▶ **EXTRAIT PRÉSENTÉ**:
La principale limite de la démocratie d’interpellation est qu’elle nécessite une forme de professionnalisation militante qui dans le cas des personnes en situation de pauvreté se heurte aux inégalités sociales, notamment scolaires.
Un combat permanent
Bien souvent, la question de l’inclusion politique est posée autour de la volonté d’inclure les groupes disqualifiés dans un modèle démocratique spécifique. Les spécialistes de la participation, de la délibération, de la représentation ou des mouvements sociaux repèrent les signes du cens caché dans leurs travaux, ils les documentent et certains vont chercher des solutions à travers l’ethnographie des expérimentations démocratiques qui sont à leur tour critiquées à l’aune du critère de l’inclusion politique.

▶ **ENREGISTREMENTS DE DONNÉES**:
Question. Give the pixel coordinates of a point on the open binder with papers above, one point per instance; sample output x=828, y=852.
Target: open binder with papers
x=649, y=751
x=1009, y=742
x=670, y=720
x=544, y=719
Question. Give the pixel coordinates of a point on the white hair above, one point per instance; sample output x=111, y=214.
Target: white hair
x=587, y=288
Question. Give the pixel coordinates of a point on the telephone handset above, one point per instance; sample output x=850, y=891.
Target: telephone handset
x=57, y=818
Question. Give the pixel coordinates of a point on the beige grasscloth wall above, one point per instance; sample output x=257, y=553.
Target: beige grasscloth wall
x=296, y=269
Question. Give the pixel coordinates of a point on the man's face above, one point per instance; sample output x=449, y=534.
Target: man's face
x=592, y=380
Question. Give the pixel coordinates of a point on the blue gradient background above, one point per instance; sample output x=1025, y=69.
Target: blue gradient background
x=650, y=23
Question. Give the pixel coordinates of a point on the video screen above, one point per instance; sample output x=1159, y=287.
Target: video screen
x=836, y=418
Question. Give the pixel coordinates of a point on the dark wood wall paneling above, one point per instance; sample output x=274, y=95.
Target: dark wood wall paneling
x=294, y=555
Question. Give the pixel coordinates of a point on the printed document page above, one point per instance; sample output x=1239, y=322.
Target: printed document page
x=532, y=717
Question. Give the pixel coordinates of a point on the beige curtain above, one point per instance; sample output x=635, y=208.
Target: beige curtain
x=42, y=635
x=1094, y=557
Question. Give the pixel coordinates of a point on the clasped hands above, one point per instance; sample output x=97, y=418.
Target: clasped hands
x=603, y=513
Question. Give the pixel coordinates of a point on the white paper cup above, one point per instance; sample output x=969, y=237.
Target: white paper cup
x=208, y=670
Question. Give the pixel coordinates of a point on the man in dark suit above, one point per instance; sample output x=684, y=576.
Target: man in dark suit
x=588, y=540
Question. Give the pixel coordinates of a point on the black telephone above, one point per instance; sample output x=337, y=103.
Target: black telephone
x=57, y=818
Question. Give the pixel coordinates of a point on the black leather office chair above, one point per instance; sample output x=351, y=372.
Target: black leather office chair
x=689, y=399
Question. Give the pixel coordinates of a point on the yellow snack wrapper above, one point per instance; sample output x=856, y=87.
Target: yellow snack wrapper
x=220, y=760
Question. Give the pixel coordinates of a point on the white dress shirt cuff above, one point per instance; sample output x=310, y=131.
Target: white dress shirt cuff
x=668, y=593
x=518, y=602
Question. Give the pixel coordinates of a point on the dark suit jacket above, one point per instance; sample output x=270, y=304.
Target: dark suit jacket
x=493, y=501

▶ **CONSIGNE**: Citez mot pour mot, dans l'extrait présenté plus haut, tout ce qui va de « La principale limite » jusqu'à « sociales, notamment scolaires. ».

▶ **CORRIGÉ**:
La principale limite de la démocratie d’interpellation est qu’elle nécessite une forme de professionnalisation militante qui dans le cas des personnes en situation de pauvreté se heurte aux inégalités sociales, notamment scolaires.